§ **What is expected**
Retype each of the records below exactly, leaving the pictures out.

>>>>>

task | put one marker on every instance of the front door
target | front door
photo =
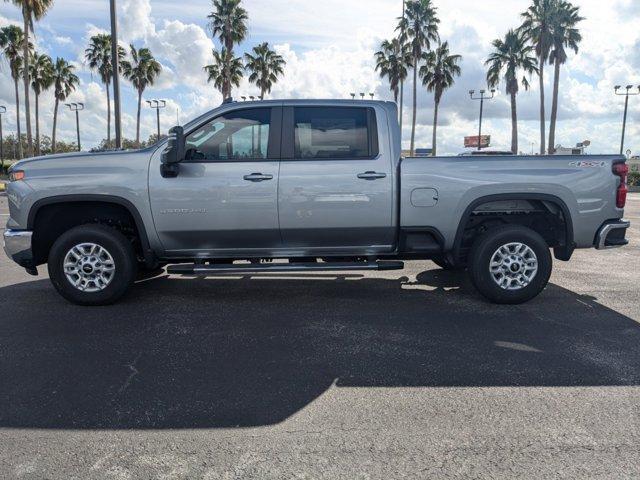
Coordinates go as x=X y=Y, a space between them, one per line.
x=224 y=200
x=336 y=183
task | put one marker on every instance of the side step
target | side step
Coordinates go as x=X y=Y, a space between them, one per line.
x=202 y=269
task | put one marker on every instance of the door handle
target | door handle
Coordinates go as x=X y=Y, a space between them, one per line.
x=371 y=175
x=257 y=177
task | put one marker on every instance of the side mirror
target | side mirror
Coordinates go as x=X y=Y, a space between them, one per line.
x=173 y=154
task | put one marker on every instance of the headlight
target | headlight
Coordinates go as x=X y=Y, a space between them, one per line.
x=15 y=175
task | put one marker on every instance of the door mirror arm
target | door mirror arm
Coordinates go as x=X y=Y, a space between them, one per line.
x=173 y=154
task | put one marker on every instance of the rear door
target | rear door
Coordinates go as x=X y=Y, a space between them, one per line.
x=224 y=199
x=336 y=185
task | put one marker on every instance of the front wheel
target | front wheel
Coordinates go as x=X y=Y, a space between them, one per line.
x=92 y=265
x=510 y=264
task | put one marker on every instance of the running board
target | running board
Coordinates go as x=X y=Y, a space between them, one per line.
x=202 y=269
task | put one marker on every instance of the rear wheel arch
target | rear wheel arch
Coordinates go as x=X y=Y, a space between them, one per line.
x=563 y=251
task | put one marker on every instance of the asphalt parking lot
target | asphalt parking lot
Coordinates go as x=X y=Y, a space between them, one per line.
x=371 y=376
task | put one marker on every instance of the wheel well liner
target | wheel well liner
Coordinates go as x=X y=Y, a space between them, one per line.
x=563 y=253
x=99 y=199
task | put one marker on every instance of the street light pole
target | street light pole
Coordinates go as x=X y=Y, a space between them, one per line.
x=482 y=98
x=626 y=94
x=116 y=73
x=3 y=110
x=76 y=107
x=157 y=105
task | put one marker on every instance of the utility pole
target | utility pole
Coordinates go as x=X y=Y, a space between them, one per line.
x=3 y=110
x=116 y=73
x=402 y=81
x=76 y=107
x=157 y=105
x=626 y=94
x=482 y=98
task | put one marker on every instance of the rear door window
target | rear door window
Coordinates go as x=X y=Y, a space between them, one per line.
x=334 y=133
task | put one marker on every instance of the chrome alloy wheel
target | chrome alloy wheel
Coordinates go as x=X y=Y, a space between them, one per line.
x=89 y=267
x=513 y=266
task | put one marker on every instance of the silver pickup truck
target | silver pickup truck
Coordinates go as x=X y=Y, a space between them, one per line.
x=278 y=186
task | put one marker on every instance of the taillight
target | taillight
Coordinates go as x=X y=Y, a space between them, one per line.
x=621 y=170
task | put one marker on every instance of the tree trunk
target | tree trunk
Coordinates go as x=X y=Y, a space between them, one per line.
x=542 y=121
x=401 y=105
x=55 y=124
x=108 y=117
x=435 y=128
x=25 y=76
x=35 y=94
x=15 y=83
x=415 y=106
x=514 y=125
x=138 y=119
x=554 y=107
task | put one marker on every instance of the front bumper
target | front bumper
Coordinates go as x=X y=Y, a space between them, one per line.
x=17 y=246
x=612 y=234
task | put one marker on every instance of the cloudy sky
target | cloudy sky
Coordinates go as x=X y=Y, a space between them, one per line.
x=329 y=50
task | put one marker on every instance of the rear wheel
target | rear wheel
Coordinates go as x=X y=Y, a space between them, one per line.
x=510 y=264
x=92 y=265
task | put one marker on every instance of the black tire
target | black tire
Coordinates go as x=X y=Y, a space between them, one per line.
x=444 y=263
x=115 y=243
x=488 y=244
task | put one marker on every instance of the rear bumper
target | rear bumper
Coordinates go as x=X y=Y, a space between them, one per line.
x=612 y=234
x=17 y=246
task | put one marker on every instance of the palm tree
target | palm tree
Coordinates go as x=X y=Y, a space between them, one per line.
x=437 y=75
x=41 y=75
x=537 y=28
x=64 y=82
x=228 y=22
x=265 y=65
x=11 y=42
x=224 y=72
x=508 y=58
x=142 y=72
x=98 y=55
x=31 y=10
x=564 y=36
x=393 y=60
x=418 y=27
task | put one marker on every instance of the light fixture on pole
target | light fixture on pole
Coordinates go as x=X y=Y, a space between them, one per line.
x=482 y=98
x=157 y=105
x=3 y=110
x=626 y=94
x=76 y=107
x=116 y=74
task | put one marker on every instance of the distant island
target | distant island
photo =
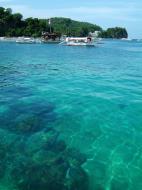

<<<<<

§ **Solution to the problem**
task | put one marker on every instance of the front door
target | front door
photo =
Coordinates go as x=X y=Y, a space between them, one per line.
x=224 y=200
x=336 y=183
task | put one marker on every instance of the side step
target | side step
Coordinates go as x=X y=Y, a space between them, one per line.
x=202 y=269
task | put one marker on every instance of the door handle
target | door handle
Coordinates go as x=X y=Y, a space between them, one per line.
x=371 y=175
x=257 y=177
task | put one marker on every instance of the side mirror
target | side mirror
Coordinates go as x=X y=Y, a space between them, one per line.
x=173 y=154
task | put one marker on every instance of the headlight
target | headlight
Coordinates go as x=X y=Y, a space between them, one per line.
x=15 y=175
task | put one marker on every instance of the door mirror arm
target | door mirror arm
Coordinates go as x=X y=Y, a space between them, one per line.
x=173 y=154
task | put one marker on every instance of the rear door
target | rear door
Coordinates go as x=X y=Y, a space between them, one per line.
x=224 y=199
x=336 y=185
task | put one marker on every instance of the front wheel
target | front wheel
Coordinates go as x=X y=Y, a space between them, one per line.
x=92 y=265
x=510 y=264
task | put one marker on every instance of the running board
target | running board
Coordinates go as x=X y=Y, a space between them, one per line.
x=202 y=269
task | put one marker on every instance of the rear wheel arch
target | rear wheel arch
Coordinates go as x=X y=Y, a space between them, one per line.
x=563 y=251
task | put one marker on every instance of the asphalt parking lot
target | asphalt parking lot
Coordinates go as x=X y=Y, a space between them, one per line.
x=371 y=376
task | put one marker on every instance of the wheel well liner
target | wheel well liner
Coordinates go as x=X y=Y, a space between them, one per line.
x=563 y=253
x=99 y=199
task | put one marker on every instance of the street light pole
target | street light pole
Coordinates go as x=X y=Y, a space between them, one per line.
x=482 y=98
x=626 y=94
x=116 y=73
x=3 y=110
x=76 y=107
x=157 y=105
task | put one marker on every instance of the utility pole
target | utility pole
Coordinates go as x=X y=Y, a space between them, one per line.
x=3 y=110
x=116 y=73
x=402 y=81
x=76 y=107
x=157 y=105
x=626 y=94
x=482 y=98
task | put one marker on every instance of the rear door window
target | rear door window
Coordinates go as x=X y=Y, a space between them, one per line.
x=334 y=133
task | put one marker on every instance of the chrome alloy wheel
target | chrome alloy wheel
Coordinates go as x=X y=Y, a space between them, one per line.
x=89 y=267
x=513 y=266
task | put one marker on every instance of the silver pickup truck
target | silver pickup truck
Coordinates go as x=X y=Y, a space between them, one per line.
x=278 y=186
task | put one marker on every instance of the taillight
target | taillight
Coordinates go as x=X y=Y, a space between them, one per line.
x=621 y=170
task | put one marker on every instance of the tree trunk
target | tree trunk
Coordinates go as x=X y=Y, a space between them, one per line.
x=542 y=121
x=401 y=105
x=55 y=124
x=108 y=117
x=435 y=128
x=25 y=76
x=35 y=94
x=15 y=83
x=415 y=106
x=514 y=125
x=138 y=119
x=554 y=107
task | put one marker on every instance of the front bumper
target | front bumper
Coordinates go as x=X y=Y, a space between them, one per line.
x=17 y=246
x=612 y=234
task | put one marker on every instance of the cloudy sky
target | cloudy sky
Coordinates go as x=X y=Y, a space between them, one per line.
x=329 y=50
task | put one marker on every instance of the rear wheel
target | rear wheel
Coordinates go as x=X y=Y, a space between them, one per line.
x=510 y=264
x=92 y=265
task | put one marker on every instance of the black tire
target | black tire
Coordinates go as x=X y=Y, a space between them, one per line.
x=444 y=263
x=115 y=243
x=488 y=244
task | put one marker on every instance of the rear bumper
target | rear bumper
Coordinates go as x=X y=Y, a space between them, one per line.
x=612 y=234
x=17 y=246
task | put one marker on every instance of the palm tree
target | palm tree
Coordinates go as x=X y=Y, a space between them, one per line.
x=437 y=75
x=41 y=75
x=537 y=28
x=64 y=82
x=228 y=22
x=265 y=65
x=11 y=42
x=224 y=72
x=508 y=58
x=142 y=72
x=98 y=55
x=31 y=10
x=564 y=36
x=393 y=60
x=418 y=27
task | put one marker on every instance of the light fixture on pole
target | light fixture on pole
Coordinates go as x=X y=Y, a space between them, one per line.
x=482 y=98
x=157 y=105
x=3 y=110
x=626 y=94
x=76 y=107
x=116 y=74
task | put one marker on every instance of the distant island
target | distant island
photo =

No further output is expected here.